**STATED GOAL**: Only the lines from the line holding "doorway, as pixel coordinates." to the last line should be output, each exactly as given.

**DATASET RECORDS**:
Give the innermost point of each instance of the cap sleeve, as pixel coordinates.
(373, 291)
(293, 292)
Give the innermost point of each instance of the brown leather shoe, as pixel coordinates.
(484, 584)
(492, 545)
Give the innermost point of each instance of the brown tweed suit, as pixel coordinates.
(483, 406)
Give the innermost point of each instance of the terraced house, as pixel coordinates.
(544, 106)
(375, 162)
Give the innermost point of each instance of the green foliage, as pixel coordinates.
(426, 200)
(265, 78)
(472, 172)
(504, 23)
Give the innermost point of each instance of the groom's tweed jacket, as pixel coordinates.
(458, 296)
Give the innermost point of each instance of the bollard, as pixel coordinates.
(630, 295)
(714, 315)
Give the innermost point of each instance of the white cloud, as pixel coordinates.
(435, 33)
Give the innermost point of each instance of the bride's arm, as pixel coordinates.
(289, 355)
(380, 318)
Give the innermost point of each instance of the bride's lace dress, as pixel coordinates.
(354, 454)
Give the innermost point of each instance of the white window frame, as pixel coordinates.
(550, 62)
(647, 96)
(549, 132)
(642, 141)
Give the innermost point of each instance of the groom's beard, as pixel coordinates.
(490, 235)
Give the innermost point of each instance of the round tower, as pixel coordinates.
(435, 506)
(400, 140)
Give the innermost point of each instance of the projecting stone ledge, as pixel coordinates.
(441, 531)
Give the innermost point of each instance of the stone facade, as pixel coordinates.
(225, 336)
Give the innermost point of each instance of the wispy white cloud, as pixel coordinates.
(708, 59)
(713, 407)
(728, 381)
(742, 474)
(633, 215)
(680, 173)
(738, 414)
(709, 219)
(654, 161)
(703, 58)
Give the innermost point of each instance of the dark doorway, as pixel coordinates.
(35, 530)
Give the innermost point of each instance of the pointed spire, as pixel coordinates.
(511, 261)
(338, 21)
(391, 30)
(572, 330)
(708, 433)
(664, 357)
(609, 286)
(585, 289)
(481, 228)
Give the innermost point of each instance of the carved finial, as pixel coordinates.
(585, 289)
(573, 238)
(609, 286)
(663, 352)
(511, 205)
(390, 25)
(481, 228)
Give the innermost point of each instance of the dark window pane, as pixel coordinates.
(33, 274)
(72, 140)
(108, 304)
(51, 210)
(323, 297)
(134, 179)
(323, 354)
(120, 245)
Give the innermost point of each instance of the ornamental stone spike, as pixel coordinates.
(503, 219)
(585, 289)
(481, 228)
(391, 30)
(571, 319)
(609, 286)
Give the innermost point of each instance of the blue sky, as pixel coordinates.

**CORRECT ANSWER**:
Give the innermost point of each instance of the dark doorway, as pixel coordinates.
(35, 530)
Give the innermost point of each instance of the pointed spire, as pixel coordinates.
(511, 261)
(338, 21)
(391, 30)
(572, 330)
(708, 433)
(664, 357)
(609, 286)
(585, 289)
(481, 228)
Give the innermost point of each instance of the carved finial, as pixel coordinates.
(585, 289)
(573, 238)
(609, 286)
(663, 352)
(511, 205)
(390, 25)
(481, 228)
Give the innermost point of each instance of the dark window pane, as pixel coordinates.
(33, 274)
(72, 140)
(108, 304)
(51, 210)
(323, 297)
(134, 179)
(323, 354)
(120, 245)
Give the innermost point of each instance of the ornamental stone spike, as pixel coordinates.
(503, 219)
(585, 289)
(481, 228)
(391, 30)
(571, 319)
(609, 286)
Give the innermost point of each instance of the blue sky, as pixel coordinates.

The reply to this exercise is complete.